Task brief: List every line in the data below that contains the word "target", copying each one in full.

Items for labeling regions:
::::
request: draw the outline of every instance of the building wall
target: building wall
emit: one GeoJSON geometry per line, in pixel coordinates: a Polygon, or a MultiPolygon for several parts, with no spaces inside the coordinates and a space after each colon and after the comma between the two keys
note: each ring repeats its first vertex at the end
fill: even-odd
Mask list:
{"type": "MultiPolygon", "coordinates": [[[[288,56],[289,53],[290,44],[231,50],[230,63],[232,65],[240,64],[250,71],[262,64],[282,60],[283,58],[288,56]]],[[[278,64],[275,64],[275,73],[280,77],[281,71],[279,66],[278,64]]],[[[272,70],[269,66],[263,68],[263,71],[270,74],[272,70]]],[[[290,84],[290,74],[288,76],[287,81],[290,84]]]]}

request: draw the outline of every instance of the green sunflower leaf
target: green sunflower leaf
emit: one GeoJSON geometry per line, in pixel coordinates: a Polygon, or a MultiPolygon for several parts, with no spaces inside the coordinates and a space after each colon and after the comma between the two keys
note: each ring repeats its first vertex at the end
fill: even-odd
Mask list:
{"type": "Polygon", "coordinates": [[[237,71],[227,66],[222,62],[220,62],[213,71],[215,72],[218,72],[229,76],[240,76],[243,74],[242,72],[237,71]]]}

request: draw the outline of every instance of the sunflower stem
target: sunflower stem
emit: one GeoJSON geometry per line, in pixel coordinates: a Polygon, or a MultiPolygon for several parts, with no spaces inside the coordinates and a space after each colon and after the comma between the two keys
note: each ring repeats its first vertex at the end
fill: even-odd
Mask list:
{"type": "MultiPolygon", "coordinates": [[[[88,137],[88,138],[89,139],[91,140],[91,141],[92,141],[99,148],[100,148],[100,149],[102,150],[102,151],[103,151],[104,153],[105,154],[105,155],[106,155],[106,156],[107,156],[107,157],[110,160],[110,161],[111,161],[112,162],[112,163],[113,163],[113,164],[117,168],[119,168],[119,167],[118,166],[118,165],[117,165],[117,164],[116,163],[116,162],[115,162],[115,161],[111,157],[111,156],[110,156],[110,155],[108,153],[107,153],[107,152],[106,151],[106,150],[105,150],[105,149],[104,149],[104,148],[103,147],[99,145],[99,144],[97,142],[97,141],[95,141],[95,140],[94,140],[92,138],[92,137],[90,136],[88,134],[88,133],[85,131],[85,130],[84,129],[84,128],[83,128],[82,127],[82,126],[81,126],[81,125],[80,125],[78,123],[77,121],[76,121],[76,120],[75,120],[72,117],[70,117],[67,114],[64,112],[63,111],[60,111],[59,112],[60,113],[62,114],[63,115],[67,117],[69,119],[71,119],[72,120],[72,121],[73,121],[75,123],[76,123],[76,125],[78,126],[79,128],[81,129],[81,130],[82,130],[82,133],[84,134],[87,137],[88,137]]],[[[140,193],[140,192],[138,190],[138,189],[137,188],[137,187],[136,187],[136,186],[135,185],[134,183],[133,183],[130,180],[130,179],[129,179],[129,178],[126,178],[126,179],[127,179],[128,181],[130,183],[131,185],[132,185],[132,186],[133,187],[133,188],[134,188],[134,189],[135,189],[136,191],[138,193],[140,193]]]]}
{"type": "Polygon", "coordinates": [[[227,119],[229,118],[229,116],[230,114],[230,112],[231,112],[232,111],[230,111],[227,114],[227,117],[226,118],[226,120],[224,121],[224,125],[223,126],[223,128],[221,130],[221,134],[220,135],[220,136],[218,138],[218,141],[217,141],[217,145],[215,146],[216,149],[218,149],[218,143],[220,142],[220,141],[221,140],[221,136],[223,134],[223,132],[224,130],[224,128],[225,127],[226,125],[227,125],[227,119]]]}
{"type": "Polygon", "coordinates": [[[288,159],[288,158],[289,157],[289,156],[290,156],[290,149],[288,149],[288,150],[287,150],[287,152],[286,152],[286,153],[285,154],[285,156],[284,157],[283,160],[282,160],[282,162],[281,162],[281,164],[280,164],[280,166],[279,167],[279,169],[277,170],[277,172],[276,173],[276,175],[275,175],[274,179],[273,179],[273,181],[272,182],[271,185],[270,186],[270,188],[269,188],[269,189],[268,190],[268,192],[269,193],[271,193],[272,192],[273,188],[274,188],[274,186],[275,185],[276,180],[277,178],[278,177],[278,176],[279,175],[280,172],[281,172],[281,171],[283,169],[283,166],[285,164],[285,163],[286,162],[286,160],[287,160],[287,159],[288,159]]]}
::::
Completed exercise:
target: building wall
target: green sunflower leaf
target: sunflower stem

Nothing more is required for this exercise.